-------- GIVEN DATA

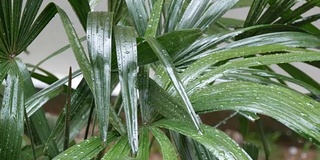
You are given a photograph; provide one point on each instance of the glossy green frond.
(273, 101)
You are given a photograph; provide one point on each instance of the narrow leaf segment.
(99, 31)
(127, 63)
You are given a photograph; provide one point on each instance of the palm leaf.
(144, 144)
(81, 8)
(168, 64)
(86, 149)
(38, 118)
(167, 149)
(36, 101)
(77, 48)
(127, 65)
(273, 101)
(12, 116)
(120, 150)
(99, 26)
(139, 14)
(218, 143)
(250, 62)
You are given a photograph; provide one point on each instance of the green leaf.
(5, 66)
(164, 103)
(198, 67)
(252, 150)
(99, 33)
(299, 75)
(243, 3)
(81, 101)
(28, 16)
(86, 149)
(37, 26)
(93, 3)
(37, 100)
(138, 11)
(208, 45)
(81, 8)
(153, 23)
(273, 101)
(251, 62)
(265, 77)
(144, 144)
(293, 39)
(55, 53)
(166, 61)
(38, 118)
(77, 48)
(12, 116)
(214, 12)
(173, 14)
(167, 148)
(296, 14)
(275, 10)
(127, 65)
(120, 150)
(173, 42)
(147, 112)
(217, 142)
(200, 14)
(255, 12)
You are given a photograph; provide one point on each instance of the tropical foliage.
(199, 62)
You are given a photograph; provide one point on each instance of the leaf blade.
(127, 65)
(12, 116)
(217, 142)
(167, 62)
(99, 31)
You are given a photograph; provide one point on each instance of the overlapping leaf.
(12, 116)
(218, 143)
(127, 65)
(99, 33)
(273, 101)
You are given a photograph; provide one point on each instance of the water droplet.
(304, 155)
(293, 150)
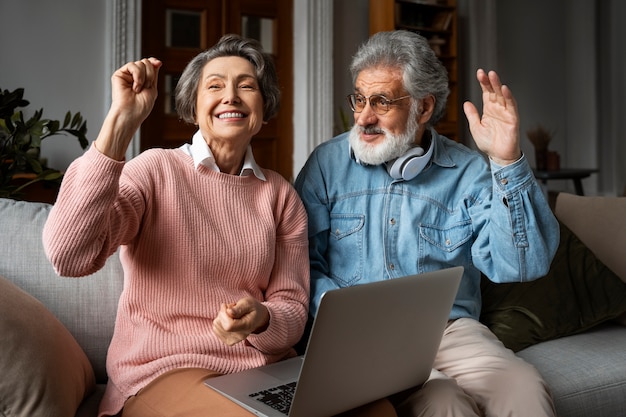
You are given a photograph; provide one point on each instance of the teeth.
(230, 115)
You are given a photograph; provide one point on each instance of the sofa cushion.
(599, 222)
(593, 219)
(86, 306)
(578, 293)
(44, 370)
(585, 372)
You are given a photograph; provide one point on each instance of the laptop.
(367, 342)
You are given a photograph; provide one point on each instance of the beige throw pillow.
(44, 371)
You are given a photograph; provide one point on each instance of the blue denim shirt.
(365, 226)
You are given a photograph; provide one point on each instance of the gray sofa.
(586, 372)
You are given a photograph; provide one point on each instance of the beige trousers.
(182, 393)
(475, 375)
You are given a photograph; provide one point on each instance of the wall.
(564, 60)
(55, 50)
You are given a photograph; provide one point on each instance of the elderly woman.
(214, 248)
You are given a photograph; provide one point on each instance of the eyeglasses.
(379, 103)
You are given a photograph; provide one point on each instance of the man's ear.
(427, 109)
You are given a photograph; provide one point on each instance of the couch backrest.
(600, 223)
(86, 306)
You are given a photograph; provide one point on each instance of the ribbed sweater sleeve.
(190, 240)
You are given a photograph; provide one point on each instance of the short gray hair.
(423, 72)
(186, 93)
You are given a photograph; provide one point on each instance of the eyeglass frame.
(378, 110)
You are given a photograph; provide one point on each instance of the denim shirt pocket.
(345, 252)
(447, 244)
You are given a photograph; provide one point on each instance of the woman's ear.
(427, 109)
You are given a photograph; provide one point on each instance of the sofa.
(55, 331)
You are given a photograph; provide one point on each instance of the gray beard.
(394, 146)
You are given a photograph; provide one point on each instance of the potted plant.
(20, 143)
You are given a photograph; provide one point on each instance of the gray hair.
(186, 93)
(423, 72)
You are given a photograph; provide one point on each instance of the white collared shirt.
(201, 154)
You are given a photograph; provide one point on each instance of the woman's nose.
(231, 94)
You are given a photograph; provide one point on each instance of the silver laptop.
(367, 342)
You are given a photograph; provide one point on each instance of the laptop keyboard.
(279, 398)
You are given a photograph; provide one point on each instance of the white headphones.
(410, 164)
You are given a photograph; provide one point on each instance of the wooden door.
(177, 30)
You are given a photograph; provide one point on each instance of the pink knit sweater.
(190, 240)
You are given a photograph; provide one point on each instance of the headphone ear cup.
(408, 165)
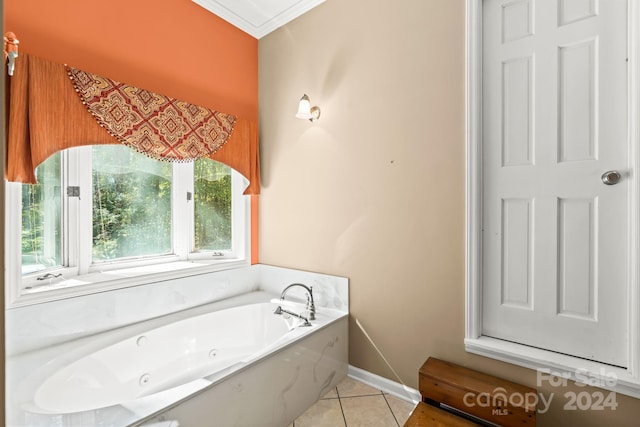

----------------

:: WHAT IS NEEDED ::
Return the data above unchanged. Pictures are not part of the copy.

:: RESPONSE BOX ::
You are given a photograph; provide one point on each instance of the glossy green frond.
(273, 101)
You are given a photograph; provide one point on each instance of the narrow leaf segment.
(99, 31)
(127, 63)
You are given a photograph; provide one point on each instance of the palm leaf.
(144, 144)
(81, 8)
(168, 64)
(86, 149)
(38, 118)
(167, 149)
(36, 101)
(77, 48)
(127, 65)
(273, 101)
(12, 116)
(120, 150)
(99, 26)
(139, 14)
(218, 143)
(250, 62)
You are given a photograph; provide one point on each instance of the green leaf.
(5, 66)
(164, 103)
(198, 67)
(252, 150)
(99, 33)
(299, 75)
(243, 3)
(81, 101)
(28, 16)
(86, 149)
(37, 26)
(93, 3)
(37, 100)
(138, 11)
(208, 45)
(81, 8)
(153, 23)
(273, 101)
(251, 62)
(265, 77)
(144, 144)
(293, 39)
(55, 53)
(166, 61)
(38, 118)
(77, 48)
(12, 116)
(214, 12)
(173, 14)
(167, 148)
(296, 14)
(275, 10)
(127, 65)
(120, 150)
(173, 42)
(147, 112)
(217, 142)
(200, 14)
(255, 12)
You are given a photograph; provide one point on each instance of the tropical foliage.
(199, 62)
You are given a photograph; provide one point on each instance of the leaf blade.
(127, 65)
(12, 116)
(217, 142)
(167, 62)
(99, 31)
You are given a photograph; provide one point on each instance of the overlapping leaf.
(12, 116)
(218, 143)
(127, 65)
(99, 33)
(273, 101)
You are given a photograph; provide one point on each instance of the water droplet.
(304, 155)
(293, 150)
You are given a photograph; provide one point on each instance of the teeth.
(230, 115)
You are given a photograph; provide one point on each instance of the sofa cushion.
(599, 222)
(593, 219)
(86, 306)
(578, 293)
(44, 370)
(585, 372)
You are given a photograph; provide one point on each instance of the laptop.
(367, 342)
You are given a photograph; provide one point on each instance of the beige throw pillow.
(44, 371)
You are given a photograph; provide one point on each instance of the blue denim shirt.
(365, 226)
You are given a photograph; provide one point on each instance of the gray sofa.
(586, 372)
You are given a photograph; provide one point on each instance of the beige trousers.
(182, 393)
(475, 375)
You are given a photograph; provide one point on each instance of the wall.
(564, 60)
(55, 50)
You are given a photograph; provide one point on each instance of the elderly woman.
(214, 248)
You are given a photograph; provide one point on each instance of the eyeglasses.
(379, 103)
You are given a photograph; provide one point on each instance of the man's ear.
(427, 109)
You are given a photograph; provide one point on each instance of the couch backrest.
(600, 223)
(86, 306)
You are given a photograph; provide one point on each instance of the ribbed sweater sleeve.
(190, 240)
You are given a photograph; provide one point on each instance of the short gray hair.
(423, 72)
(186, 93)
You are given a photograph; provide one point on each instance of the eyeglass frame.
(378, 110)
You are given a photograph; provide one point on each instance of the denim shirt pocket.
(345, 252)
(447, 244)
You are given a photograph; provide one point on each instance of the woman's ear.
(427, 109)
You are given a photograph; provide one point on each instance of the sofa.
(55, 331)
You are given a photograph; provide one point on each instance of the gray beard.
(394, 146)
You are given a photograph; provide one point on each instance of the potted plant.
(20, 143)
You are given a photograph; provide one point on each instance of the gray hair.
(186, 93)
(423, 72)
You are given a photograph; provide one point on each instance of the white collared shirt.
(201, 154)
You are given a photograph; provide one point on each instance of the woman's nose.
(231, 94)
You are given a photograph; provide one point on each instance of the silver laptop.
(367, 342)
You are given a photograph; provide one point on each instance of the laptop keyboard.
(279, 398)
You are given a photograph; provide one point on each instance of the white headphones.
(410, 164)
You are given a photograph; provide one point on each instance of the wooden door.
(177, 30)
You are given a photograph; provide one point on each instance of the pink knit sweater.
(190, 240)
You are given a photograph; provide one point on each instance of the headphone ear cup.
(408, 165)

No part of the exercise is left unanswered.